-- start --

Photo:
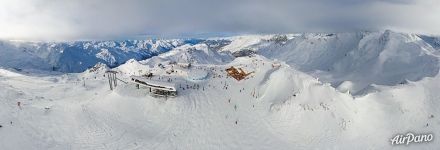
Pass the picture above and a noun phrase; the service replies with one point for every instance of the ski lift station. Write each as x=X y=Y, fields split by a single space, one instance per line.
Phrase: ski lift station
x=156 y=88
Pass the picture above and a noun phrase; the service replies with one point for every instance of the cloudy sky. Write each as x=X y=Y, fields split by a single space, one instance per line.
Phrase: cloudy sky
x=91 y=19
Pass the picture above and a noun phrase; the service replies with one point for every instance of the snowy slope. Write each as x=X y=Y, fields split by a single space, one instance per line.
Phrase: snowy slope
x=387 y=58
x=295 y=106
x=276 y=108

-- end --

Print every line of the entries above word for word, leaving out the pictures.

Photo:
Pass the picture above and a noun phrase; the service replies with one point for every instance of the ski lift station. Write each as x=X y=Y, fields split by a single space, one instance per line.
Phrase: ski lift station
x=156 y=88
Pass the picture above and a noun phrase; the service replies with one point for every instance of the cloudy sky. Write each as x=X y=Y, fields split by a single space, one instance per line.
Phrase: cloudy sky
x=91 y=19
Pass the picture above and a noun phrase; the service replies with one point for every instance of the snowy slope. Write each as x=X y=Y, fields split by a single space, one instance per line.
Phrase: snowy slope
x=387 y=58
x=295 y=106
x=276 y=108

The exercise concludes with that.